(Point annotation dataset records)
— Start —

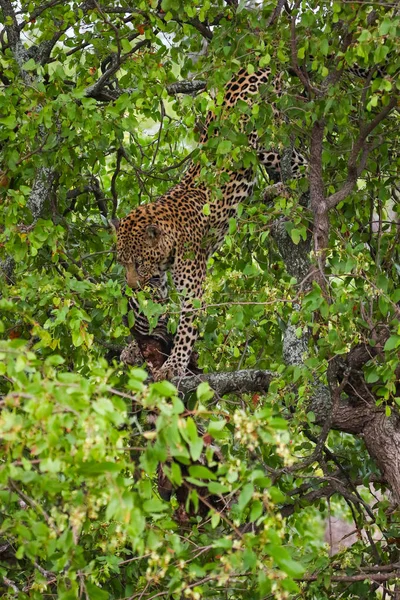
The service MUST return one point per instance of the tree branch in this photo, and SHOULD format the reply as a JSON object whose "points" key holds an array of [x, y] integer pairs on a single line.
{"points": [[354, 170], [235, 382]]}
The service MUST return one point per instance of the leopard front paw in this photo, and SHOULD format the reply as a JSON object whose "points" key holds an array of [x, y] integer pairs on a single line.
{"points": [[169, 370]]}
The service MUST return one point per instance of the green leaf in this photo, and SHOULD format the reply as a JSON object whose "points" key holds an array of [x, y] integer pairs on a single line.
{"points": [[99, 468], [30, 65], [392, 343], [245, 495], [224, 147]]}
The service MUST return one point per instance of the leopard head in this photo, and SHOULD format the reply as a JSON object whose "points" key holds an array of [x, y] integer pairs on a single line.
{"points": [[143, 247]]}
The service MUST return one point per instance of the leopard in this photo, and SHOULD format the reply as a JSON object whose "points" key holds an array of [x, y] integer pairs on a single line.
{"points": [[174, 233]]}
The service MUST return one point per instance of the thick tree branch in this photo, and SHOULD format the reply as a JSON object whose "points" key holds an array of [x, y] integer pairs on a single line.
{"points": [[235, 382]]}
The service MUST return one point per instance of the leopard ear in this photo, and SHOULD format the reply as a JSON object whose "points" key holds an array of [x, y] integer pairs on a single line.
{"points": [[153, 234]]}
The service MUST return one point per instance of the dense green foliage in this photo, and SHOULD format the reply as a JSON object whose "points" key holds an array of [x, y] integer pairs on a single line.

— End —

* What the task asks
Format the lines of the listing as a Markdown table with the columns "Row" and "Listing line," starting with the line that contains "the leopard ear" and going on through the end of the listing. Number each row in the "Row" column, and leave out any blank lines.

* Worked solution
| Row | Listing line |
|---|---|
| 1 | The service MUST return one point per instance of the leopard ear in this photo, and SHOULD format the reply as a JSON object whose "points" key holds an array of [x, y] integer pairs on a single line. |
| 2 | {"points": [[153, 234]]} |
| 3 | The service MUST return one point per instance of the dense green foliage in this photo, and SHOULD format the reply as a JSON object whose "points" key holds an array of [x, y] integer pairs on a single line. |